# WRITTEN REQUEST:
Write out all the material exactly. Leave nothing out.

Excerpt from a dataset:
####
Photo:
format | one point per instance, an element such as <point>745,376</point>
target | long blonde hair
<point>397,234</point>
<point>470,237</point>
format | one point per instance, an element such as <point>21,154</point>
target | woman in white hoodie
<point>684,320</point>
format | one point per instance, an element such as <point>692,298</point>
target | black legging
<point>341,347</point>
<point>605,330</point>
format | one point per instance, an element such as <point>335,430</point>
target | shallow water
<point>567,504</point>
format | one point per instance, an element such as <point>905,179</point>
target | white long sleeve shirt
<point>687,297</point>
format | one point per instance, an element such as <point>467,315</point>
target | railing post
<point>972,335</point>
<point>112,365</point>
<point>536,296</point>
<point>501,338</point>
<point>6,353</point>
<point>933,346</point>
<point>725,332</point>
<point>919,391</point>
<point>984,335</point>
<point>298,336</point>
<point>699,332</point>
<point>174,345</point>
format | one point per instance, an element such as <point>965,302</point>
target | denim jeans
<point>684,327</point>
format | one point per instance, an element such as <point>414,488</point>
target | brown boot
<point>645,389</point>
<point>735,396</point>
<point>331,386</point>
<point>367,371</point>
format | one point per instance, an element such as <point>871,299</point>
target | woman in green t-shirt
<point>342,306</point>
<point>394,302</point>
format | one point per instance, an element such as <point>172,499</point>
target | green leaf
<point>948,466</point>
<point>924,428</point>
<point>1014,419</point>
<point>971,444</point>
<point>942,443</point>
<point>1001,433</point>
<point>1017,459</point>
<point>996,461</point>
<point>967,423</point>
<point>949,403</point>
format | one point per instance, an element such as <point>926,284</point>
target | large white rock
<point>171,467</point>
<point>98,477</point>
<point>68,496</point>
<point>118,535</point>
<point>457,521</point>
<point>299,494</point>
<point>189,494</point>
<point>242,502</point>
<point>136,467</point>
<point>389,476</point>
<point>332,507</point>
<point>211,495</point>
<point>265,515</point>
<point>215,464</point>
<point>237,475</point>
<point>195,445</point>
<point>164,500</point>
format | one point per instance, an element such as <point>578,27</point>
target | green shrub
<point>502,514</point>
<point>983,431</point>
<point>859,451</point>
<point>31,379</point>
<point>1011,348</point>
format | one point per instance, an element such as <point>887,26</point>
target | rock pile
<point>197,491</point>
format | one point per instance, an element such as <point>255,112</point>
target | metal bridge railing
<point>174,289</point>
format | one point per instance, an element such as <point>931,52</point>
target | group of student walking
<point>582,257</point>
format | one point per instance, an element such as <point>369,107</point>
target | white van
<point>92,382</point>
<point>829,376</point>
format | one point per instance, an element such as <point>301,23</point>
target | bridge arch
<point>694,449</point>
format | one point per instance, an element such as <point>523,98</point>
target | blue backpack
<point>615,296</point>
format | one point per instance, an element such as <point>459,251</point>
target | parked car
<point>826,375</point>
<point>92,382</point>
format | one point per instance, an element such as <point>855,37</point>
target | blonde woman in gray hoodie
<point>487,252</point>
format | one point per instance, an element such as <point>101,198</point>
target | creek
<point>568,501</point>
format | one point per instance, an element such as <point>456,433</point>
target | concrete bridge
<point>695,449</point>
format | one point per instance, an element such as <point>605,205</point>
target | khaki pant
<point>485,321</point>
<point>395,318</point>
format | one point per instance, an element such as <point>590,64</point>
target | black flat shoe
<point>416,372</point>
####
# TASK OUTPUT:
Photo:
format | one point per instance, an element such as <point>745,376</point>
target | long blonde hair
<point>397,234</point>
<point>470,237</point>
format | one point per instance, an element such as <point>21,154</point>
target | woman in white hoodie
<point>684,320</point>
format | one point per instance, an element such as <point>692,298</point>
target | black legging
<point>341,347</point>
<point>605,330</point>
format | one point per instance, an element such as <point>335,430</point>
target | shallow water
<point>567,504</point>
format | one point per instance, an element such as <point>905,179</point>
target | white long sleeve shirt
<point>687,297</point>
format | one point per instance, an element such as <point>467,315</point>
target | railing post
<point>972,335</point>
<point>112,365</point>
<point>536,296</point>
<point>501,338</point>
<point>6,353</point>
<point>933,346</point>
<point>725,332</point>
<point>919,391</point>
<point>984,335</point>
<point>298,336</point>
<point>699,332</point>
<point>174,345</point>
format | one point per instance, an element such as <point>965,302</point>
target | denim jeans
<point>684,327</point>
format | one point per instance, an element such as <point>414,488</point>
target | brown boot
<point>645,389</point>
<point>735,396</point>
<point>331,386</point>
<point>367,371</point>
format | one point per instance, an element such as <point>871,299</point>
target | woman in green t-shirt
<point>342,306</point>
<point>394,302</point>
format | one point per instance, an element such as <point>172,499</point>
target | green leaf
<point>948,466</point>
<point>924,428</point>
<point>1014,419</point>
<point>971,444</point>
<point>942,443</point>
<point>1001,433</point>
<point>1017,459</point>
<point>996,461</point>
<point>967,423</point>
<point>949,403</point>
format | one point per instance, an element such as <point>926,284</point>
target | large white rock
<point>171,467</point>
<point>98,477</point>
<point>68,496</point>
<point>118,535</point>
<point>457,521</point>
<point>299,494</point>
<point>189,494</point>
<point>242,502</point>
<point>136,467</point>
<point>389,476</point>
<point>332,507</point>
<point>211,495</point>
<point>265,515</point>
<point>215,464</point>
<point>237,475</point>
<point>195,445</point>
<point>164,500</point>
format | one point per instance, an element such as <point>578,27</point>
target | green shrub
<point>502,514</point>
<point>983,431</point>
<point>859,451</point>
<point>31,379</point>
<point>1011,348</point>
format | one point per instance, an element such as <point>887,26</point>
target | rock pile
<point>197,491</point>
format | one point per instance, an element such as <point>255,112</point>
target | metal bridge railing
<point>174,289</point>
format | one point per instance, an element such as <point>931,52</point>
target | group of student walking
<point>582,257</point>
format | one point per instance, an element such as <point>369,107</point>
target | white van
<point>92,382</point>
<point>829,376</point>
format | one point per instance, an element such as <point>301,23</point>
target | bridge arch
<point>694,449</point>
format | one point per instance, an element such as <point>523,98</point>
target | blue backpack
<point>615,296</point>
format | one point per instance, an element such as <point>459,251</point>
target | parked car
<point>826,375</point>
<point>92,382</point>
format | one point per instance, an element such as <point>855,37</point>
target | blonde woman in gray hoodie
<point>487,252</point>
format | one point per instance, an element such as <point>101,198</point>
target | creek
<point>568,501</point>
format | one point per instance, an element such as <point>456,433</point>
target | concrete bridge
<point>695,449</point>
format | one point per instance, an element such as <point>605,205</point>
target | khaki pant
<point>485,321</point>
<point>395,318</point>
format | one point per instance, an element such as <point>590,64</point>
target | black flat shoe
<point>416,372</point>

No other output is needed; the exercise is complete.